WHAT TO DO
Report back the lines in this listing that carry the string "giving".

DATA LISTING
__________________________________________________

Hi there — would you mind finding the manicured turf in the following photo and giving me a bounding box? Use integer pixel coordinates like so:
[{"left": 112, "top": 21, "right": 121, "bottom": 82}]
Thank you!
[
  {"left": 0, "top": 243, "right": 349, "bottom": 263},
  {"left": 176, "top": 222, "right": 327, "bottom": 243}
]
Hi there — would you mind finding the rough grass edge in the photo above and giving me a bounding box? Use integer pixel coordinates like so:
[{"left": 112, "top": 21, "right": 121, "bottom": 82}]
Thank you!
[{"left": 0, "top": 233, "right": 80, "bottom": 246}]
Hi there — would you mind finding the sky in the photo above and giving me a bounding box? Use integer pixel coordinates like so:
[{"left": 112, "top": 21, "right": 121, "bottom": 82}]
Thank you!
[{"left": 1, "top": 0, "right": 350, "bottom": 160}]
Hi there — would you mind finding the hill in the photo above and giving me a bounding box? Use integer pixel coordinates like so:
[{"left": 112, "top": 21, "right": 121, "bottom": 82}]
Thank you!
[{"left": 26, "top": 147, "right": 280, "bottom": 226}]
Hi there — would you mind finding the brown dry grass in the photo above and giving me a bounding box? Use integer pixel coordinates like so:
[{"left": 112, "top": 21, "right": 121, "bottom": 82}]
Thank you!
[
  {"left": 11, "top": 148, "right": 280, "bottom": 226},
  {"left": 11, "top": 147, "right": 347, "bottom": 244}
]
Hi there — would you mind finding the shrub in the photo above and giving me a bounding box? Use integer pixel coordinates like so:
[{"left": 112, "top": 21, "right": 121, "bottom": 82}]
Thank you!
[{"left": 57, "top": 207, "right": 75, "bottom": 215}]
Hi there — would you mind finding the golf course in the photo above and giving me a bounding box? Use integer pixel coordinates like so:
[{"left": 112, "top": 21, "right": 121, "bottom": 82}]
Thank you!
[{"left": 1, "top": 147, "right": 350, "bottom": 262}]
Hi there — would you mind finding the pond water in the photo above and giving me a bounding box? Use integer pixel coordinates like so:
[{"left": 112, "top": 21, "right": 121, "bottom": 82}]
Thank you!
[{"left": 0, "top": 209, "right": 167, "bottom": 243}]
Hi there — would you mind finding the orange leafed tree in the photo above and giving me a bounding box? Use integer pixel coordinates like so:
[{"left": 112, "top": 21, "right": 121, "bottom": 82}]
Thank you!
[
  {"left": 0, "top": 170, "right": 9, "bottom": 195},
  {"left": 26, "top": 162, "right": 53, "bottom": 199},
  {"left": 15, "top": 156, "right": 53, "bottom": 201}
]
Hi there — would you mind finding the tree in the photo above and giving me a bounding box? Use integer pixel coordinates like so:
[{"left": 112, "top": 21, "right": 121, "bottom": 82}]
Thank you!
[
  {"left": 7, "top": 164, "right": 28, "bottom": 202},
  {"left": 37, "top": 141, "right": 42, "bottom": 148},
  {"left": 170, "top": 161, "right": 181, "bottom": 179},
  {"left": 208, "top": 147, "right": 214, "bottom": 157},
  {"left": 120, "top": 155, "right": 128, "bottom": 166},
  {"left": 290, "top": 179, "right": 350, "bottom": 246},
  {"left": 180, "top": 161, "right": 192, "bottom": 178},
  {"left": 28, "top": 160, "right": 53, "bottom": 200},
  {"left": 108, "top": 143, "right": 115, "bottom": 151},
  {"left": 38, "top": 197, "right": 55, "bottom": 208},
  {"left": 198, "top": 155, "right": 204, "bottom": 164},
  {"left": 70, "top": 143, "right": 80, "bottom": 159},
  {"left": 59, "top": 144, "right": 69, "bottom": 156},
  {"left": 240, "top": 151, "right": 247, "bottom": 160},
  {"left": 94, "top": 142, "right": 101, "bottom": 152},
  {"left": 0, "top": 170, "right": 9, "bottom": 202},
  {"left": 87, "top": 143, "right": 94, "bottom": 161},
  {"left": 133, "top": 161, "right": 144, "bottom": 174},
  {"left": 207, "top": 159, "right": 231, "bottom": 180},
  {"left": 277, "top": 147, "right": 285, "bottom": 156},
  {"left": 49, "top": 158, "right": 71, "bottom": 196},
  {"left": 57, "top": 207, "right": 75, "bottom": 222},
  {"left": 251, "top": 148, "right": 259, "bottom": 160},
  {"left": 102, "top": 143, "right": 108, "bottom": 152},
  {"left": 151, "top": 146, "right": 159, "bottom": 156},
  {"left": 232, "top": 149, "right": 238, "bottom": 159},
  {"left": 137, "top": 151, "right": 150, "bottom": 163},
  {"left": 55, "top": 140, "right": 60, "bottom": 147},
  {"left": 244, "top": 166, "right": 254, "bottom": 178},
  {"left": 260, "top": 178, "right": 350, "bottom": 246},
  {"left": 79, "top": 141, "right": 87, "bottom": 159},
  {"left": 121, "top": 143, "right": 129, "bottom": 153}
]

__________________________________________________

THE COMPLETED TASK
Hi there — would you mind finding the manicured turf in the following photo and giving me a bounding box? Use integer pixel coordinates like so:
Hi there — would you mind finding the rough grass edge in the photo above and giving me a bounding box? Use integer pixel coordinates like so:
Hi there — would you mind finding the sky in the photo above and giving me a bounding box? Use integer pixel coordinates like so:
Hi there — would you mind finding the hill in the photo above and giving me a bounding box? Use integer pixel coordinates like so:
Hi there — would you mind finding the brown dry grass in the photo above and giving me a bounding box? Use integer pixel coordinates like so:
Hi there — would you mind finding the shrub in the photo above and giving me a bounding box? Use integer pixel coordinates like so:
Hi there — would you mind finding the golf course in the photo above and giving me a bounding box? Use integer pixel coordinates like so:
Hi there — would you mind finding the pond water in the photo above and giving me a bounding box? Use integer pixel coordinates like so:
Hi there — would you mind finding the orange leafed tree in the photo above and giving me a bounding box? Use integer pixel coordinates like so:
Hi there — would you mind finding the tree in the photo above and giving me a bounding box? Use integer pixel coordinates like so:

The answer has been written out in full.